課題 A:
次の(i)〜(iii)の記述が引用文の内容と一致するかどうかを判定しなさい。それぞれ「はい」か「いいえ」で答え、判断の根拠となる引用文の語句をそのまま引用すること。
(i) 1999年の労働災害による死者は37人であった。
(ii) 損失労働日数が3日未満の負傷災害も、上記の数字に含まれている。
(iii) 比較的小さな企業も安全法や規則を十分に遵守していると述べられている。
課題 B:
引用文に基づき、次の問いに答えなさい。
(i) 負傷後に職場復帰ができなかったのは何人か。
(ii) 損失労働日数の合計はいくらか。
(iii) 遵守の説得に失敗した場合、工場監督技師はどうするしかないとされているか。

1999年には2216件の労働災害が発生し、うち37人が死亡した。
また、同年2179件の負傷災害が発生し、うち28人が身体あるいは身体機能の一部を永久に喪失した。また、28人のうち12人が賃金取得能力の5割以上を喪失し、7人は負傷後の職場復帰が出来なかった。

損失労働日数は以下の通りである。
区分 届け出数 損失労働日数
1.死亡 37 X 6,000 222,000
2.永久完全労働不能 01 X 6,000 6,000
3.永久部分的労働不能 27 1,728
.4.報告を要する部分的労働不能 2,179 35,254
損失労働日数合計 264,982
264,982

2,179件の負傷災害が発生:2,179/300=7.26 一日当たり7.26件。
264,982労働日数の損失:264,982/300=883 883人の従業員が勤務する工場が一年間閉鎖された状態に相当する。

上記の数字は以下の労働災害が除外されている。
A 工場法の対象となっていない作業場で発生した死亡災害
B. 工場法の対象となっていない作業場で発生した負傷災害
C. 工場法対象の作業場で発生した負傷災害だが、損失労働日数が3日未満(less than 3 days)であった災害
D. 報告されなかった災害

 上記の統計値は損失の大きさを正確に表したものとは言えないが、スリランカの現在抱えている問題をより明確に理解するための目安である。


1.5 労働安全衛生に関する研修・教育について

 有力な企業は、安全法や規則の遵守が十分であるのに対し、比較的小さな企業に関してはそうは言い切れない。主に教育や宣伝によって意識を高め、法律の遵守を徹底する努力が行われている。遵守の説得に失敗した場合、工場監督技師は法的手段に訴えるしかない。しかし、監督技師による起訴の多くが効を奏し、事業主が労働者にとって十分な安全衛生基準を提供するという望ましい結果を生んでいる。

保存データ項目
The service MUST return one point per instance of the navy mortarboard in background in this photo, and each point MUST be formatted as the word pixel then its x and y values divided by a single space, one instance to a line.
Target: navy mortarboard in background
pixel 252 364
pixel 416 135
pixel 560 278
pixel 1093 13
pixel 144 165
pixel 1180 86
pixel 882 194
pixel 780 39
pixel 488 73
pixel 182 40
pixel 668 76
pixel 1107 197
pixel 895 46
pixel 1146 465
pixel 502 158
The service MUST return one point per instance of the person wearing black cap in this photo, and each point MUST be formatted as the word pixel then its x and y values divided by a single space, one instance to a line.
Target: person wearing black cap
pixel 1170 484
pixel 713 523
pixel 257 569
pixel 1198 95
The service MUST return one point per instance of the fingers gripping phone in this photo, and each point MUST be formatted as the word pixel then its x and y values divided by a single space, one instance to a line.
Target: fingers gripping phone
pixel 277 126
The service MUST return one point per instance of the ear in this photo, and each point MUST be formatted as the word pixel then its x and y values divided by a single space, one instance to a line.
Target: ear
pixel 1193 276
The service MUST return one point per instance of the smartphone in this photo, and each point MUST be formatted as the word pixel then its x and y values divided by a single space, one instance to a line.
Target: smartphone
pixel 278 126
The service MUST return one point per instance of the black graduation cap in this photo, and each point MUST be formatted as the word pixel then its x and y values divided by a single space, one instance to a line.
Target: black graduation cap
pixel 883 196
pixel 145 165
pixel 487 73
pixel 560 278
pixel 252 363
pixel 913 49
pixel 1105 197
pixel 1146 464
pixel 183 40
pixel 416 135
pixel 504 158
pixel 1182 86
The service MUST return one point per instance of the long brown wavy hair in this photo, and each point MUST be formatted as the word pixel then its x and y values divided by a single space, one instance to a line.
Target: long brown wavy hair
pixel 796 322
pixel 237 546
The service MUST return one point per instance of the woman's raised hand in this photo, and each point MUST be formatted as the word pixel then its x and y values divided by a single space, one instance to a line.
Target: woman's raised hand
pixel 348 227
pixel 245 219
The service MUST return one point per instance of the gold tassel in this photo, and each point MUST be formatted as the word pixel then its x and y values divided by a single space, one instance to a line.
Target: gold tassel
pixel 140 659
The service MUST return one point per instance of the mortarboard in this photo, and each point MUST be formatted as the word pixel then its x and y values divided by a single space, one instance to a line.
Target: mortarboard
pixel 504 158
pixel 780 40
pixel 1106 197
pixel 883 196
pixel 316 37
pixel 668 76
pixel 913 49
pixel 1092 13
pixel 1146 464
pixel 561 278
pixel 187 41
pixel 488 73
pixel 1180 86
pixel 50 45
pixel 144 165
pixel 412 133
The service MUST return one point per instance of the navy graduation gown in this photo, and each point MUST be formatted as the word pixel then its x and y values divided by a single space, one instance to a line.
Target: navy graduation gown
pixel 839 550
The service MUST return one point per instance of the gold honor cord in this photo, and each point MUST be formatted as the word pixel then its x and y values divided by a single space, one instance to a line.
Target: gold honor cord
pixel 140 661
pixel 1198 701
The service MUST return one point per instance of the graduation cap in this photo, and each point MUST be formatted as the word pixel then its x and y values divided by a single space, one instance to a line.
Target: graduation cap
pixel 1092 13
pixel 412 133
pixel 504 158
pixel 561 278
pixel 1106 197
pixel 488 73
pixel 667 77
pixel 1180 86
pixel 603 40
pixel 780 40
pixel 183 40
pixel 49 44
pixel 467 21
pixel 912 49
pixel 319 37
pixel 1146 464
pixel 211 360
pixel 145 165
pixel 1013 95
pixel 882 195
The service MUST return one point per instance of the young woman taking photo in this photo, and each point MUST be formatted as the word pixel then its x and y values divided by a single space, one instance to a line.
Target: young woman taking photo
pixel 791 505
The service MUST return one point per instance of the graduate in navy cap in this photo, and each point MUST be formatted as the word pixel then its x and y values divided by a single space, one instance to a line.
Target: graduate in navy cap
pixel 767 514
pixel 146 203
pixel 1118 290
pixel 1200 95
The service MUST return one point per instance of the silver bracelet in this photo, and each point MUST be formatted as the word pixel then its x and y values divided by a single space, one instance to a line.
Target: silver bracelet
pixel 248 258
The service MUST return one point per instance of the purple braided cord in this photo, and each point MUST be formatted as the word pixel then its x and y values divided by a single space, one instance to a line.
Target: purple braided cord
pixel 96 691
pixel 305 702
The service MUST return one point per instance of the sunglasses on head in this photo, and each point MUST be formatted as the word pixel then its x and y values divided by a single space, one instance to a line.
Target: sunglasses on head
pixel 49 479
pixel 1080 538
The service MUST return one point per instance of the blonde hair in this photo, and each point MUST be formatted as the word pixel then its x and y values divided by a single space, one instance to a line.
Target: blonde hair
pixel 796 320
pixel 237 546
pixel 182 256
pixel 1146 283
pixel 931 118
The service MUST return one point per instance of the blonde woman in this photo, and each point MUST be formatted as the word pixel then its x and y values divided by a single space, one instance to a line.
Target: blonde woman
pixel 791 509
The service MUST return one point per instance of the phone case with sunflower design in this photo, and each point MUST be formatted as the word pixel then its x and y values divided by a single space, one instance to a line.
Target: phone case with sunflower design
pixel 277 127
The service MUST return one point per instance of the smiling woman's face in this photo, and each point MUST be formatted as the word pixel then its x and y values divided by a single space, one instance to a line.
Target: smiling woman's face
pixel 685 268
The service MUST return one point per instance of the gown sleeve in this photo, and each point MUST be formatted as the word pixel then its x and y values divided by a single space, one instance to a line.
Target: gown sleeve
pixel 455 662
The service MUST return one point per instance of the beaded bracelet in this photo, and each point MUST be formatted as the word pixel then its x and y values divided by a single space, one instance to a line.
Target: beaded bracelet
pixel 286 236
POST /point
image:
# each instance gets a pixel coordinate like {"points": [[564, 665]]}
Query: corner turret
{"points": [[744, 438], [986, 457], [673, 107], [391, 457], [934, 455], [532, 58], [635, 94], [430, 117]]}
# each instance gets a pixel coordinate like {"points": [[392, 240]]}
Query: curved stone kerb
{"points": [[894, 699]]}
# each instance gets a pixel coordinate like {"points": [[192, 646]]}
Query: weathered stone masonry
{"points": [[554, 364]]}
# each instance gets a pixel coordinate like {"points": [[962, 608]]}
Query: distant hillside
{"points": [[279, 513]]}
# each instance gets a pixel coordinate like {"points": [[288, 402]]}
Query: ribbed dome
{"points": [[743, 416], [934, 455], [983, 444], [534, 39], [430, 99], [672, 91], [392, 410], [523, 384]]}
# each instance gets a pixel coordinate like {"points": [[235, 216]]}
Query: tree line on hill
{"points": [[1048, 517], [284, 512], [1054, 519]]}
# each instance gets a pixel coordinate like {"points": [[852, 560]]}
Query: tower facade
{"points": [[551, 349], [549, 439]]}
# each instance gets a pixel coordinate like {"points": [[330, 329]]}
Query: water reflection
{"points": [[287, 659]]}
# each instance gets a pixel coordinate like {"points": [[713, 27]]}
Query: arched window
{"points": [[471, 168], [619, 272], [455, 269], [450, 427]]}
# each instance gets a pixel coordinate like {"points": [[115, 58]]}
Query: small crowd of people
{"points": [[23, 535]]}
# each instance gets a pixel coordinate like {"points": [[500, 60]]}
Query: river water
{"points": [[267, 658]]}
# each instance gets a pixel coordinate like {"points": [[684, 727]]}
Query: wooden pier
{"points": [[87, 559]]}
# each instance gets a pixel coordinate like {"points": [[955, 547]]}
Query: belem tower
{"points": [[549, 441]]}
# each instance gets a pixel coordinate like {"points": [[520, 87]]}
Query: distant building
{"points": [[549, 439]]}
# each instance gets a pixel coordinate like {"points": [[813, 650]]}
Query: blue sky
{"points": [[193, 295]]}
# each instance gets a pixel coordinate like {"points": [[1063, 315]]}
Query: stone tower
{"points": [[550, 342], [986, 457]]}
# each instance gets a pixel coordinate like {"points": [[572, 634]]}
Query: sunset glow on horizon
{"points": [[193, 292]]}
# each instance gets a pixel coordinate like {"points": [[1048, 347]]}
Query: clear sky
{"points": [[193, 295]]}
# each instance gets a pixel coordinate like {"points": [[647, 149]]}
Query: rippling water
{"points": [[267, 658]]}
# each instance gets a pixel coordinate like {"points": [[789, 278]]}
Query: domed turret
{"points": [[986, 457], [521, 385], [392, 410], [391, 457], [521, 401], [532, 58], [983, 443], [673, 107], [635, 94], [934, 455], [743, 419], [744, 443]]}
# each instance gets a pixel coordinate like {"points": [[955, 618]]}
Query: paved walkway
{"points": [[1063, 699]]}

解答欄 A:
(i) はい。「1999年には2216件の労働災害が発生し、うち37人が死亡した。」
(ii) いいえ。「上記の数字は以下の労働災害が除外されている。」「C. 工場法対象の作業場で発生した負傷災害だが、損失労働日数が3日未満(less than 3 days)であった災害」
(iii) いいえ。「比較的小さな企業に関してはそうは言い切れない。」

解答欄 B:
(i) 7人
(ii) 264,982日
(iii) 法的手段に訴えるしかない。